⟨

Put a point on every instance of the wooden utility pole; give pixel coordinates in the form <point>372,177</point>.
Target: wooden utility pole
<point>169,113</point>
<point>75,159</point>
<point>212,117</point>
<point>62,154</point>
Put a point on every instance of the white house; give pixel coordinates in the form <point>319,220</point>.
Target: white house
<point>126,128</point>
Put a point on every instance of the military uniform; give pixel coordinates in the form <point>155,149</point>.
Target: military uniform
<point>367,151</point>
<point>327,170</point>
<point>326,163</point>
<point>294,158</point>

⟩
⟨

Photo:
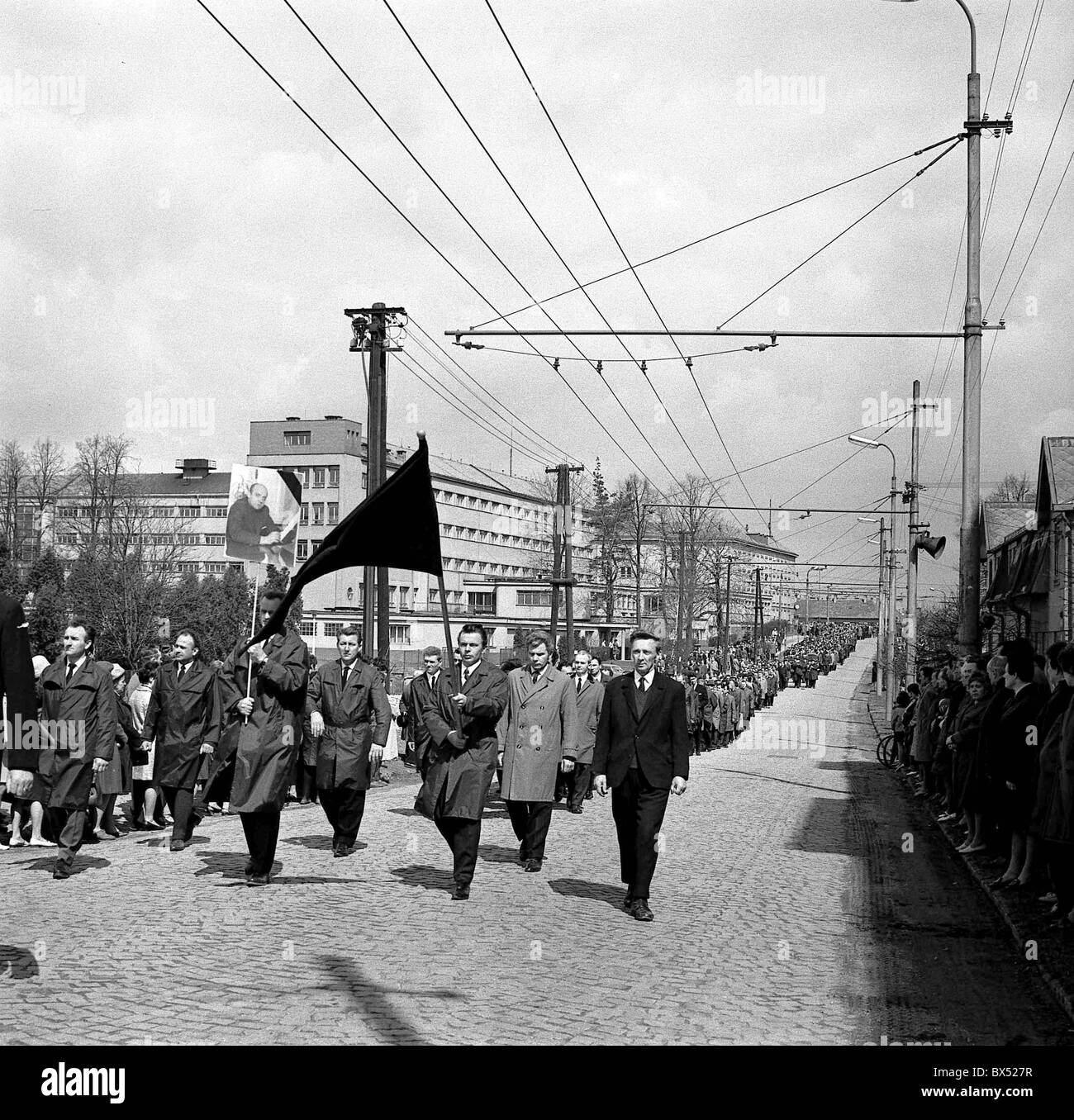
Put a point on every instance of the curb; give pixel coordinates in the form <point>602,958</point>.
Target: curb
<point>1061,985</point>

⟩

[Work to be completed] Please rename "military uniform" as "army uniform" in the material, starting with the line with "Put a point on every instance of the white" and going on through the line with "<point>294,158</point>". Give back only those lines, with nothing else changed.

[Solution below]
Put a point on every instance of the white house; give pixel coordinates in the form <point>319,220</point>.
Target: white house
<point>126,128</point>
Put a point on every instance of the army uniform; give pixel coordinates in the form <point>155,149</point>.
Target: army uniform
<point>367,151</point>
<point>327,170</point>
<point>326,163</point>
<point>294,158</point>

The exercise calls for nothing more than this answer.